* [Short task 1]: Which options, with any stated defaults, appear under "Options:" in the CLI and MCP server instructions?
* [Short task 2]: Could you shorten the paragraph that begins "The server will be available" in the CLI and MCP server instructions, keeping its address and its note on the port?
===== Selected passage
CLI Direct Questions

For quick testing without starting a server:

python3 -m app.cli --repo_path /path/to/your/repo ask "What does class UserService do?"
MCP Server (Recommended)

Start the MCP server for API access and agent integration:

python3 -m app.cli --repo_path /path/to/your/repo serve [--port 8000] [--rebuild_index]

Options:

  • --port PORT: Specify a port (default: 8000)
  • --host HOST: Specify a host (default: 0.0.0.0)
  • --rebuild_index: Force rebuild the index even if it exists

The server will be available at http://localhost:8000 (or your specified port)
==========
===== Supplied data
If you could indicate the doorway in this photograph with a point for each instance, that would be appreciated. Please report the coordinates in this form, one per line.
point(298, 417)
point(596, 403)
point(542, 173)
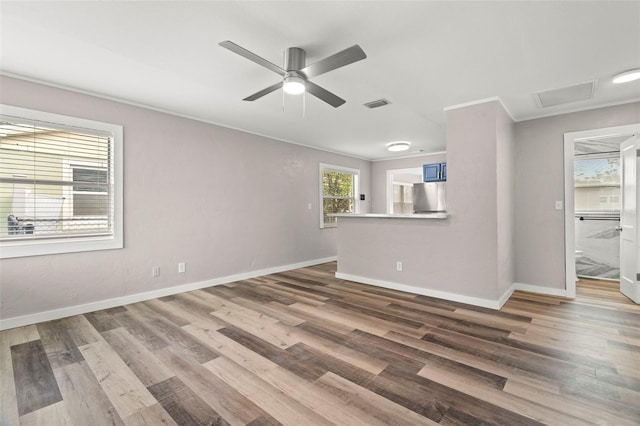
==========
* [Final result 1]:
- --port PORT: sets the port (default: 8000)
- --host HOST: sets the host (default: 0.0.0.0)
- --rebuild_index: forces the index to be rebuilt even if it already exists

* [Final result 2]: Server address: http://localhost:8000, or the port you specify.